Anyway, reflecting back on this year…2018 wasn’t too bad. For the most part. My middle nephew got confirmed, fully Luthernized and everything. Really, there wasn’t any big life-changing events that happened this year…until September, that is.

It all started with my eyesight getting noticeably worse, faster than it usually does. Usually, there’s two years in-between needing to get new glasses; it’s only been a year, and when I went in to get a check-up, the doctor at the America’s Best glasses place where I usually go to (they’re reasonably priced, and I’m cheap) said I may be suffering from…what did he call it…oh, yeah: MACULAR DEGENERATION. Which freaked me out more than a little bit. As you all may or may not know, reading and writing is my life. Going blind would be one of the most cruelest of ironies to befall me. Sure, there are work-arounds, but I value my ability to see and create like this.

So, I did what every level-headed human being would do with a prognosis like this–I went to get a second opinion. After some tests that went beyond the standard “Can you read this line over here?” (they numbed my eyeballs, as well as dilated them…that’s a sensation I hope to never have to experience again any time soon, let me tell you), it was determined that it was not Macular degeneration, but in fact cataracts forming. Which is better, because they can be removed when ripe enough.

What stinks about that development is, driving at night has become kind of a challenge, and I had to skip out on the Metallica show in Lincoln because of this. *sigh* But, this is really nothing compared to what happened soon thereafter.

One evening, after stepping out of the shower, the nail on the big toe on my right foot fell off. By itself. No reason, it just…fell off. It was a bit discolored underneath, but I didn’t really think much of it…until about a day or two later, when it showed indications of getting worse with the discoloration. Daily soaking it in antibacterial water and slathering it with a topical cream didn’t work; it was the last day in September when I finally went into the ER in Fremont to get it looked at. They admitted me to observe it, where it finally broke open and started draining. The infection overtook my toe; but the biggest issue they discovered after a battery of tests is that there was no blood flow going to my foot. The arteries in my legs were severely blocked after decades of smoking and not really eating and living healthy. And the diabetes didn’t help much in that regard, I’m sure. So much sugar consumption.

**DATASET RECORDS**
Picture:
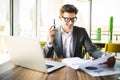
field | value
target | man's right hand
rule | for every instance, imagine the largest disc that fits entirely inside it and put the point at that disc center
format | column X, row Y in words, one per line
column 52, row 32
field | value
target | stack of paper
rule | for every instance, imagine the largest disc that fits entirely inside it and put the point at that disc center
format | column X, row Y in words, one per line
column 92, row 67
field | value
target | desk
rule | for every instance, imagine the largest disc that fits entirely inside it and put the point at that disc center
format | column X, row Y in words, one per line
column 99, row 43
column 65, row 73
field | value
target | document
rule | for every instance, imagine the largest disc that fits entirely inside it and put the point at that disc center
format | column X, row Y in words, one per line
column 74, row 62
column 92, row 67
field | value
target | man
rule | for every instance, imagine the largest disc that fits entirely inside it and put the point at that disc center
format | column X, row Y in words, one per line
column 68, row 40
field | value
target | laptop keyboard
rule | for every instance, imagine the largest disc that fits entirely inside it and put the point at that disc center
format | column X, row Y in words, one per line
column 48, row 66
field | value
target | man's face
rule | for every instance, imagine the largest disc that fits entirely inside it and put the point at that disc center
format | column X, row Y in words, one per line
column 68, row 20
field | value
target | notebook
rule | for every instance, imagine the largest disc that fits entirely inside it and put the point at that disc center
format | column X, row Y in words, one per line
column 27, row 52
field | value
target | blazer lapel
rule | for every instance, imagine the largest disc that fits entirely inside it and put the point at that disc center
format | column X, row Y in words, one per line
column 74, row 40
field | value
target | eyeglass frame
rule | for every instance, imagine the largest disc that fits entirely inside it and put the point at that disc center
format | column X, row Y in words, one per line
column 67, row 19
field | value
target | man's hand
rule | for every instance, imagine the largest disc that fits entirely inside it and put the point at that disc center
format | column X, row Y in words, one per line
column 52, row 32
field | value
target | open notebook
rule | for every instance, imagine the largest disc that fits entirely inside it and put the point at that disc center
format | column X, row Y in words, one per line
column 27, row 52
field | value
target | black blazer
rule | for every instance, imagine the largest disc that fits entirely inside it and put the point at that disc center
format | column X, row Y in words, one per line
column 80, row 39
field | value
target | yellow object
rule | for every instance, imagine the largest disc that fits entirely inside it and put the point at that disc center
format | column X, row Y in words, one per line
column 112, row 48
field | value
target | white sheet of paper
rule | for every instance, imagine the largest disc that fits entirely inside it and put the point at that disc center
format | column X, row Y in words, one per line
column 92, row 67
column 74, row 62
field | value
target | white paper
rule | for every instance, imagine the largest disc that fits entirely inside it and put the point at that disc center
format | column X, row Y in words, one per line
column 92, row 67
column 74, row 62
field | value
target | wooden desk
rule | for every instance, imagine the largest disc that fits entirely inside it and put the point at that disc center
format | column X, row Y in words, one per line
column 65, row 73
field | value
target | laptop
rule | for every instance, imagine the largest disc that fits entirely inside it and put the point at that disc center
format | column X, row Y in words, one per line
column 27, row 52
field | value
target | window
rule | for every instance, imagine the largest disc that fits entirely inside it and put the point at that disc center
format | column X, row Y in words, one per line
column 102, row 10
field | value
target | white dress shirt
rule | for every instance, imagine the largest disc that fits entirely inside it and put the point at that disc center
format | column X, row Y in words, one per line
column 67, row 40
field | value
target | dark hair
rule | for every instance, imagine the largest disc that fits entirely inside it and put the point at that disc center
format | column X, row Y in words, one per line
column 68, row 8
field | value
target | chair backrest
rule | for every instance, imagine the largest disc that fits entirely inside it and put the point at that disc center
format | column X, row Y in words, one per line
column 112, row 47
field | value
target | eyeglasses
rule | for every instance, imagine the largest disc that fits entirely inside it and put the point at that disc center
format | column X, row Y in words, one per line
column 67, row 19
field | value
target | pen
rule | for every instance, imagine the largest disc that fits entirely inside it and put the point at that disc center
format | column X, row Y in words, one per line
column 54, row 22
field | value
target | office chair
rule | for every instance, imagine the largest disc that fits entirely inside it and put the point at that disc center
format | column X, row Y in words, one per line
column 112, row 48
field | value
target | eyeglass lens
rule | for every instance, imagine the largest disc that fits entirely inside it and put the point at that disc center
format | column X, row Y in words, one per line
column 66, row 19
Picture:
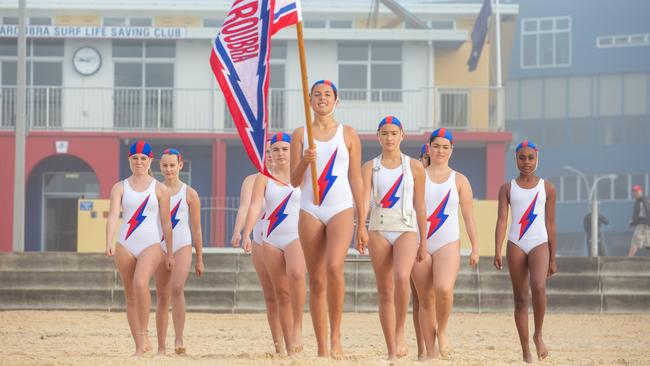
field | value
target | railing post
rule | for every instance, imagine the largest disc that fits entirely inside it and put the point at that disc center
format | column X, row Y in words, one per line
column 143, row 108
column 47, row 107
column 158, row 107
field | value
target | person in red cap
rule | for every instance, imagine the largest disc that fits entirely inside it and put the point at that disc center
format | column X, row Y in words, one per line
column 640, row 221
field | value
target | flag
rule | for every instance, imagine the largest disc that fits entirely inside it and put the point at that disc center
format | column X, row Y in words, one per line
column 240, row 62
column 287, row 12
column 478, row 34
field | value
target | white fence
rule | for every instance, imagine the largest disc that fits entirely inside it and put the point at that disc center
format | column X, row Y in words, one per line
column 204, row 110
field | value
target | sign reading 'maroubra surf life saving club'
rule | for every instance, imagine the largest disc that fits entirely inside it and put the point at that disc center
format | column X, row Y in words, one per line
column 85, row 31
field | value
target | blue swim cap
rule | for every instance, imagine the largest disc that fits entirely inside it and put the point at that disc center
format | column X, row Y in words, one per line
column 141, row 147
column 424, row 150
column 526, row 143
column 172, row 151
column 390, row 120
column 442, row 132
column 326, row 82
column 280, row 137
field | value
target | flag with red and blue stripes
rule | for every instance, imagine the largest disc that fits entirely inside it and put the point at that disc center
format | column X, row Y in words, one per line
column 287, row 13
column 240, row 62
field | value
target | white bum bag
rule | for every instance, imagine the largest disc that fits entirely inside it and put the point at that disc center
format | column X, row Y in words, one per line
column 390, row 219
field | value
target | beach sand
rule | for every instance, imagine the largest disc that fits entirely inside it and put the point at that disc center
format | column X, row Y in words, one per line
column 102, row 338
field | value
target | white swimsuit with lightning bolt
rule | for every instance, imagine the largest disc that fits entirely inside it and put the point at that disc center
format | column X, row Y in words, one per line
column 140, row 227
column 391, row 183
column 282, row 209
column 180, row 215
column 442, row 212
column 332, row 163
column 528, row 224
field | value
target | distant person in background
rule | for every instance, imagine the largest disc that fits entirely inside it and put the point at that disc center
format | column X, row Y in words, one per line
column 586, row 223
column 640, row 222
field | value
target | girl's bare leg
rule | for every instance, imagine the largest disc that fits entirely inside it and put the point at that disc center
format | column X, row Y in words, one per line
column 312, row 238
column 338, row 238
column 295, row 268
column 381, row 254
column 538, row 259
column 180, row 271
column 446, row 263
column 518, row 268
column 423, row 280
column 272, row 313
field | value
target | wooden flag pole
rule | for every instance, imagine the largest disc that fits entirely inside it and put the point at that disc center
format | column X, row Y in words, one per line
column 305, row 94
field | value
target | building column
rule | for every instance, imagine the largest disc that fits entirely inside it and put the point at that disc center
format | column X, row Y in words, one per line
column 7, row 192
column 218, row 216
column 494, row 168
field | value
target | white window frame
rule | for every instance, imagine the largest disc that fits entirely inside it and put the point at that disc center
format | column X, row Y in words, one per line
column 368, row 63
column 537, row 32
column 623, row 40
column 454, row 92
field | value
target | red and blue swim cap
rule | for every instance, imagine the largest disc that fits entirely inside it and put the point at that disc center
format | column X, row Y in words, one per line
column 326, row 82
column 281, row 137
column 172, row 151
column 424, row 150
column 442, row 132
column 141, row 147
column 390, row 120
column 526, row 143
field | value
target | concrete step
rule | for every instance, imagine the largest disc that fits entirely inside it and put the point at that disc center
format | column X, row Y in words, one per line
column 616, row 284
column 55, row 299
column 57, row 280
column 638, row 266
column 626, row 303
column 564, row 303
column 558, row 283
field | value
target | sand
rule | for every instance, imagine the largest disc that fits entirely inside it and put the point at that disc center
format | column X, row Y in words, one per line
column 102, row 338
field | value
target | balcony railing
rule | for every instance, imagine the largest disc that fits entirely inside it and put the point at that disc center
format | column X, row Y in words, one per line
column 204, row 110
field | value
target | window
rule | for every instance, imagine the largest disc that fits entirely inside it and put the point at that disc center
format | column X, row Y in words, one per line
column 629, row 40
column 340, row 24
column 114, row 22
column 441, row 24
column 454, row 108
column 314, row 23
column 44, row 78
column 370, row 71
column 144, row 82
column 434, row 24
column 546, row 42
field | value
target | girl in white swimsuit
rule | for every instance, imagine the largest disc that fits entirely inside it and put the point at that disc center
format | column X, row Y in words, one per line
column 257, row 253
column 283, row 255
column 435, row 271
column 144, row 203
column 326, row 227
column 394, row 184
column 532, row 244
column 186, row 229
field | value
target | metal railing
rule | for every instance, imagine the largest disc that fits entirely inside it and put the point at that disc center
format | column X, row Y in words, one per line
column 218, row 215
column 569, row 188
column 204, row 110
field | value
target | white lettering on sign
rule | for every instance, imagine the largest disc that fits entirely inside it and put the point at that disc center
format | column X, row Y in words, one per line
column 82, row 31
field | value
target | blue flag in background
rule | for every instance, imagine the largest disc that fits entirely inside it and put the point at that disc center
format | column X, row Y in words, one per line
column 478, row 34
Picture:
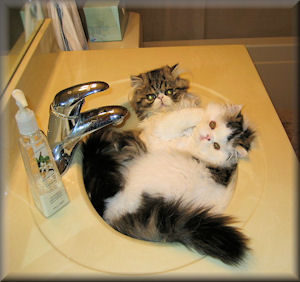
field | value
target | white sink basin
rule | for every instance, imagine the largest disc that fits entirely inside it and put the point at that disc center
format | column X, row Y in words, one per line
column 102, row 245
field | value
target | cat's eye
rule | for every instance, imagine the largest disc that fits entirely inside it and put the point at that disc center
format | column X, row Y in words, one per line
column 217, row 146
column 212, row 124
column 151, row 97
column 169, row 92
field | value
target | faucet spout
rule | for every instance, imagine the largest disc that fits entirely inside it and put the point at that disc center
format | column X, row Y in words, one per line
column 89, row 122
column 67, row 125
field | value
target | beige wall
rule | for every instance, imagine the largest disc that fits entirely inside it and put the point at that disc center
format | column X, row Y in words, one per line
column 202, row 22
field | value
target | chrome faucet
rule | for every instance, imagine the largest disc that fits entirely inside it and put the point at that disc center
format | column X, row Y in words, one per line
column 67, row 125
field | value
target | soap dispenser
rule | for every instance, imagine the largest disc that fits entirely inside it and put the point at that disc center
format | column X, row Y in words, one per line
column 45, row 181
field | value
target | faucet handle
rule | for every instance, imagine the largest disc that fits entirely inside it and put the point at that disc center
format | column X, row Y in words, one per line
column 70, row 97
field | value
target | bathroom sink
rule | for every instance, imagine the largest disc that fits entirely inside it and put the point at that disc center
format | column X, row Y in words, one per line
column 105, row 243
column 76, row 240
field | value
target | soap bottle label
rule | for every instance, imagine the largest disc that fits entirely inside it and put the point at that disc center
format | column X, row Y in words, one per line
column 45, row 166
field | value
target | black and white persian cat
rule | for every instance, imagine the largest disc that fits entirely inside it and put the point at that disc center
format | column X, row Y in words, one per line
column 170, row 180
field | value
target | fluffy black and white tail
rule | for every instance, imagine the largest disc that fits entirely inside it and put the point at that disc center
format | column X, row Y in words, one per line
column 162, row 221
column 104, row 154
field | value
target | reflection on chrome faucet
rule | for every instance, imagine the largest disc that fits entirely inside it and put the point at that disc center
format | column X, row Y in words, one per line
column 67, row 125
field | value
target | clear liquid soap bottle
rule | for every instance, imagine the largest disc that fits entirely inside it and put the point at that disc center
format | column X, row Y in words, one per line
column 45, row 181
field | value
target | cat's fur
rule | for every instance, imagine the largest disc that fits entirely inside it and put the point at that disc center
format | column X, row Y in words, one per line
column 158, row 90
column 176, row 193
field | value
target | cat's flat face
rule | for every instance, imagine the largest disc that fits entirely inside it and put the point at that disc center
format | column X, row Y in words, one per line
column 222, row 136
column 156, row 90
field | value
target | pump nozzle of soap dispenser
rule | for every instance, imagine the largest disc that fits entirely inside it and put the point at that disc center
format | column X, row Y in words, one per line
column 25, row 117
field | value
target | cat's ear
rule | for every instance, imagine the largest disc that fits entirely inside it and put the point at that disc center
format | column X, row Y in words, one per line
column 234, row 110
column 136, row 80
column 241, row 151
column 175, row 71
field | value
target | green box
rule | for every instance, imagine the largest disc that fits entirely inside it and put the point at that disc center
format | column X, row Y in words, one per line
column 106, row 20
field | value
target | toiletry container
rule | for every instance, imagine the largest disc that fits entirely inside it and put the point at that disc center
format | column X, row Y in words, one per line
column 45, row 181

**ACTIONS TO TAKE**
[a] Answer these questions about the account of the writer's 2018 health problems.
(i) What did the doctor at the glasses place say the writer might be suffering from?
(ii) Which show did the writer have to skip because night driving had become hard?
(iii) Where did the writer finally go to have the toe looked at?
[b] Continue the account of the writer's 2018 health problems, starting after its final sentence.

**RESPONSES TO THE TASKS**
[a]
(i) Macular degeneration.
(ii) The Metallica show in Lincoln.
(iii) The ER in Fremont.

[b]
Long story short: They couldn’t save the toe, they opened up the artery in my right leg to get the blood flowing again (that was a procedure I wouldn’t wish on my worst enemy; they didn’t put me under so much as put me in what they called “Twilight Sleep”, which fortunately had nothing to do with those young adult novels / movies, but unfortunately meant I was aware of what was going on…it wasn’t pleasant, let’s just say), then I had a pict inserted into my arm that led directly to my heart, for the intravenous antibiotics treatment, before most of the toe itself was taken off. So now, I have a stump where the little piggy that never came back from market was as a reminder of this year.

I was out on disability leave for three months. I missed out on Halloween, and spent Thanksgiving and my birthday at my parents’ place while recouping from all of this. My mother is a retired NP, specializing in wound care, so she helped out with the down time.

I’m back at work now, and settled back into the Haunted Victorian after the 16th of December, when my IV treatments ended. My sister went in for surgery herself, and is recouping nicely. We all had a lovely Christmas; I received more composition notebooks and a package of pens, so I’m set for another year.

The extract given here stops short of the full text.